-- Start Provided information --
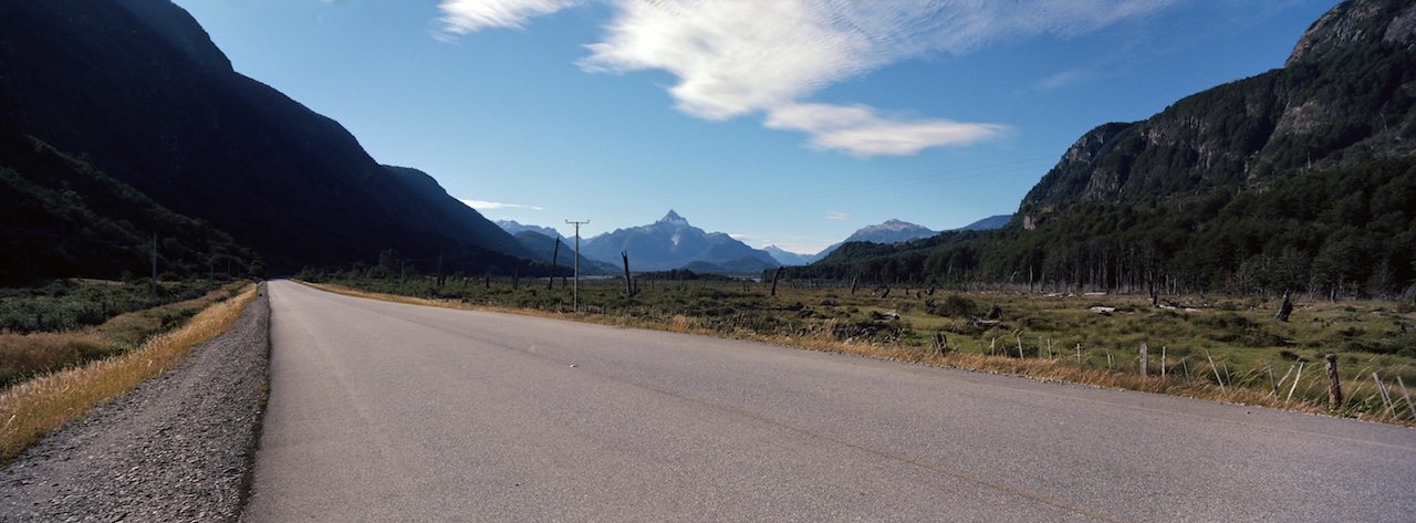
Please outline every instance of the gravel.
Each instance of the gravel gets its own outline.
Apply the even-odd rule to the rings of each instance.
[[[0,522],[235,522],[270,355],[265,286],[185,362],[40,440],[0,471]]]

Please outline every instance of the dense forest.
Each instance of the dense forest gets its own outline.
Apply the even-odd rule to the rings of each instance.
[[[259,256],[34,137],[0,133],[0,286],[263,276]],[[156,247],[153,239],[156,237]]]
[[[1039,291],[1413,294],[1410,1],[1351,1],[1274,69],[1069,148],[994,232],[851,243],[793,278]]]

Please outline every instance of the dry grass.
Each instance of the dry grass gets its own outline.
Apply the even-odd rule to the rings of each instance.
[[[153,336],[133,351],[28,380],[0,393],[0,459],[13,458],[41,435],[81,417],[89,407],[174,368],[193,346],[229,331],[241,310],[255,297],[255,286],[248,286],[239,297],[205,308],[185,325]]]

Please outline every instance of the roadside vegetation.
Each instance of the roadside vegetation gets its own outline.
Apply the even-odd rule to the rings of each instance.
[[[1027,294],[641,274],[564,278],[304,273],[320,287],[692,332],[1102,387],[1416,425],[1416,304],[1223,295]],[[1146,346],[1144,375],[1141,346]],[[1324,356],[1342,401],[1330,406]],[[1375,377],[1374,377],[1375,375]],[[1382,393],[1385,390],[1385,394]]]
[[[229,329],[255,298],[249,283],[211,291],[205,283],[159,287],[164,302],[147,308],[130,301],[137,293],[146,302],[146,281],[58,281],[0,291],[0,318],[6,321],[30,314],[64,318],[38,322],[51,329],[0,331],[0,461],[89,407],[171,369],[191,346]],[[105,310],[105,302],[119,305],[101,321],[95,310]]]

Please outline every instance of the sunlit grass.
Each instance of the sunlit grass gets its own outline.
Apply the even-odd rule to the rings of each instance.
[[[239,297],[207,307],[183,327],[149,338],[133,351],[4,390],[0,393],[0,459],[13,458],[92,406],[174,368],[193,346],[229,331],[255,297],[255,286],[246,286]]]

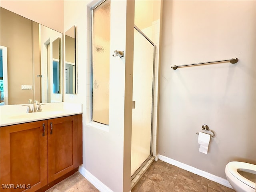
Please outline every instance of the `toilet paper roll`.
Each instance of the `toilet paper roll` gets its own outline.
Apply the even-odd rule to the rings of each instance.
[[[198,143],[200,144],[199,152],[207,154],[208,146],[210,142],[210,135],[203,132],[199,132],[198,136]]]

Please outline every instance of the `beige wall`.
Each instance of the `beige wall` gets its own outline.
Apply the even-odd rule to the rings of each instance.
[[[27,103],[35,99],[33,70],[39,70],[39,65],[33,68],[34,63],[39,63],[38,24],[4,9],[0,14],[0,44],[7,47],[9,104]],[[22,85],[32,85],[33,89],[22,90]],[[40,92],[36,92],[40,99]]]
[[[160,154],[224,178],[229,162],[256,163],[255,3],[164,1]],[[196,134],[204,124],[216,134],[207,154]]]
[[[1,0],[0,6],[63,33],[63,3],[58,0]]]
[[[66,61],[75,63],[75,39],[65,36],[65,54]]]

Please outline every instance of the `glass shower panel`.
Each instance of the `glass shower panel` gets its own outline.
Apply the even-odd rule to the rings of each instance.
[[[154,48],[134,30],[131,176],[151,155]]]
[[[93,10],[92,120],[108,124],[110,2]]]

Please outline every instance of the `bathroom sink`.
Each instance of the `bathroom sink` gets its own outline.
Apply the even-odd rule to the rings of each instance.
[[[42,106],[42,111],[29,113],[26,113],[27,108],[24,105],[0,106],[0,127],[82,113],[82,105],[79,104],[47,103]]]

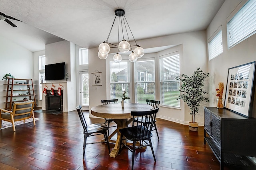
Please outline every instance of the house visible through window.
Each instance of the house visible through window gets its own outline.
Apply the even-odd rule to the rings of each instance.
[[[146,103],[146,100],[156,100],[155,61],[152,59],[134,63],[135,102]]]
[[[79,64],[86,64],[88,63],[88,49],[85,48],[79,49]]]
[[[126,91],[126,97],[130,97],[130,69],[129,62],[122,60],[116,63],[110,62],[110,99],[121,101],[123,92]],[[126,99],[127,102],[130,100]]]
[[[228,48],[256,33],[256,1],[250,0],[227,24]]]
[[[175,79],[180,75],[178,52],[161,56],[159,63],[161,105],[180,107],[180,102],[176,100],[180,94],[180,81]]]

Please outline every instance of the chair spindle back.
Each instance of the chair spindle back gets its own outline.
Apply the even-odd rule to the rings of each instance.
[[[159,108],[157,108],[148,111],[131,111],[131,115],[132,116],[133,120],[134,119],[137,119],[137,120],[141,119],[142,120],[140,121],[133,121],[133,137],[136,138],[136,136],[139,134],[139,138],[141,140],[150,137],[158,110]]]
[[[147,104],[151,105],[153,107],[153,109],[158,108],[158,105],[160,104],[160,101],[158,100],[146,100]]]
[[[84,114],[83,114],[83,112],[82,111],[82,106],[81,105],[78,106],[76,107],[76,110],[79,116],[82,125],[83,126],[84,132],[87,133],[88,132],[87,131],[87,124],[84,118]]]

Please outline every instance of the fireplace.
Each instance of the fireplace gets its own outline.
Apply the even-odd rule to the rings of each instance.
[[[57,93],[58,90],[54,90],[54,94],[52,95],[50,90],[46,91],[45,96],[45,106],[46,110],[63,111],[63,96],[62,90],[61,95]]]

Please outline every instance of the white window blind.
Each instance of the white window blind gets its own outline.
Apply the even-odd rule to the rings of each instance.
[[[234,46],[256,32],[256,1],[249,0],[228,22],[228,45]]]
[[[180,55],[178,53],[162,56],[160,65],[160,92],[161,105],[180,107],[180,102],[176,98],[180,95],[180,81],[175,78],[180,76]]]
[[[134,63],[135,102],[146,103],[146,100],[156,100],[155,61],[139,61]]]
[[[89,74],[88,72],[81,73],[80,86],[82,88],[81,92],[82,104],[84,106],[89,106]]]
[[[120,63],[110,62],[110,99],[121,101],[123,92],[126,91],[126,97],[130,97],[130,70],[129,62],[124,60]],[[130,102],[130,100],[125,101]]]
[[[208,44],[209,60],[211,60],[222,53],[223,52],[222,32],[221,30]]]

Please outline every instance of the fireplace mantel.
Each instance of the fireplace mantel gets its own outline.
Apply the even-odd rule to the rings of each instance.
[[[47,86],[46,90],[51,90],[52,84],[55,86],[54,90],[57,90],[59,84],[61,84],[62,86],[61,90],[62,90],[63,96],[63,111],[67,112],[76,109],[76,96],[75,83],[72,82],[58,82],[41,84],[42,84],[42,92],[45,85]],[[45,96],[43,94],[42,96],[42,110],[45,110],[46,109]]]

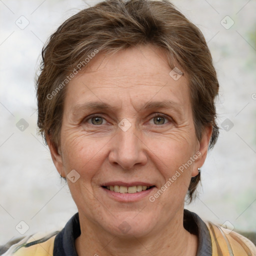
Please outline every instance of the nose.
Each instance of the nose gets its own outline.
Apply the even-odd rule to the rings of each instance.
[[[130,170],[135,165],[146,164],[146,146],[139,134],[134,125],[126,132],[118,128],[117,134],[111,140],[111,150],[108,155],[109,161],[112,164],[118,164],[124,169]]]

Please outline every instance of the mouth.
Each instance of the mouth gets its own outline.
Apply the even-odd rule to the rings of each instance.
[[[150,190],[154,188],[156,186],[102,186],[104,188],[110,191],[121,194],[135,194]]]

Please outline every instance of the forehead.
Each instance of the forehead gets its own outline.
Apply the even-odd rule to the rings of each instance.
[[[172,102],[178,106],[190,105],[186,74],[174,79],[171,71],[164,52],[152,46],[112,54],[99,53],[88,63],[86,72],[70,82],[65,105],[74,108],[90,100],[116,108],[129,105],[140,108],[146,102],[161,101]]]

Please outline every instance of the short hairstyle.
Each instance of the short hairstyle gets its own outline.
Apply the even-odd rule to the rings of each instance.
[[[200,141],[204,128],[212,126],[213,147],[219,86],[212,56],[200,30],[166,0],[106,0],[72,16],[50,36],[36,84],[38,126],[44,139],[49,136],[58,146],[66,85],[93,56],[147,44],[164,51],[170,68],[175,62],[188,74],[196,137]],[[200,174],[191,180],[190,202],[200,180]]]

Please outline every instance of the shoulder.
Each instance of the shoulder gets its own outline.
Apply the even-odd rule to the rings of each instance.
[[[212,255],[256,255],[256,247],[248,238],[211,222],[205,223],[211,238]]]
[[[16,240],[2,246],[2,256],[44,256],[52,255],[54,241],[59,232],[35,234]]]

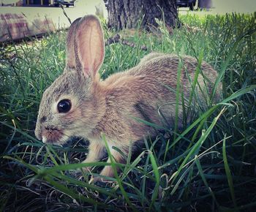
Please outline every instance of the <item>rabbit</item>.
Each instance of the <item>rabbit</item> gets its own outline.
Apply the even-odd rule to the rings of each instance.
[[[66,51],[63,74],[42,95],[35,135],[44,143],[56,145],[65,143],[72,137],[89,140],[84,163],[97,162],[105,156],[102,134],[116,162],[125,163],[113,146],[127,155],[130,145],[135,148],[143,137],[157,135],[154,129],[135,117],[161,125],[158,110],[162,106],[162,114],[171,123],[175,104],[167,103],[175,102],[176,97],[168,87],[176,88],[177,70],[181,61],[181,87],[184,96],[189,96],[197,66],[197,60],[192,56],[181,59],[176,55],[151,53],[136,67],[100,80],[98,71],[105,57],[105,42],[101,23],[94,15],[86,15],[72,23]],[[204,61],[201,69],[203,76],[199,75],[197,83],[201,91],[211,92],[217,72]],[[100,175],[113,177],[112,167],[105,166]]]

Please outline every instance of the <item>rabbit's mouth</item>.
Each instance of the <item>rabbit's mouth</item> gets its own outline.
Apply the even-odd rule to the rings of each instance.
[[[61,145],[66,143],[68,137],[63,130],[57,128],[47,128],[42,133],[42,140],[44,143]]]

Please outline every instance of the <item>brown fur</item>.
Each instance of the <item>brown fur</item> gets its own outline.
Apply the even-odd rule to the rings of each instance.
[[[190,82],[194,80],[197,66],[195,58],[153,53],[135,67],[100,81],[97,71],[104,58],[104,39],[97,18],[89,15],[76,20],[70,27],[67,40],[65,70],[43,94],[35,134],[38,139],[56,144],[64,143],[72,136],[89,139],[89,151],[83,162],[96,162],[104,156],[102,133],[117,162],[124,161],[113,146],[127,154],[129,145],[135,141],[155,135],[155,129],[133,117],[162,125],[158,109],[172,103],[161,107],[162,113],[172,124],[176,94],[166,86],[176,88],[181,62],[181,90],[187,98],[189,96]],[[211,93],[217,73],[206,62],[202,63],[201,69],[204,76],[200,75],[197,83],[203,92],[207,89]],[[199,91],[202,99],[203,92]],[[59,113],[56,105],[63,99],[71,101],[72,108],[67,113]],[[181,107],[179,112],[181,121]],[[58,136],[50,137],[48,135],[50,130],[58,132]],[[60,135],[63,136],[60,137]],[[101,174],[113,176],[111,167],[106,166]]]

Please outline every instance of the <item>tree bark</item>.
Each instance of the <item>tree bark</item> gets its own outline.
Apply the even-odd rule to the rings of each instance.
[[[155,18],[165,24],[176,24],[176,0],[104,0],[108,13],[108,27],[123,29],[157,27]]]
-- End Provided information --
### What you have to do
Begin at the line that contains "Please outline every instance of the <item>tree" and stop after the last line of the records. Copy only those lines, requests included, and raise every coordinate in the polygon outlines by 145.

### Task output
Please outline every instance of the <item>tree bark</item>.
Each instance of the <item>tree bark</item> gets its own outline.
Apply the even-odd rule to the rings of each instance.
[[[300,163],[310,169],[321,169],[321,145],[249,145],[253,158],[253,172],[268,174],[302,172]]]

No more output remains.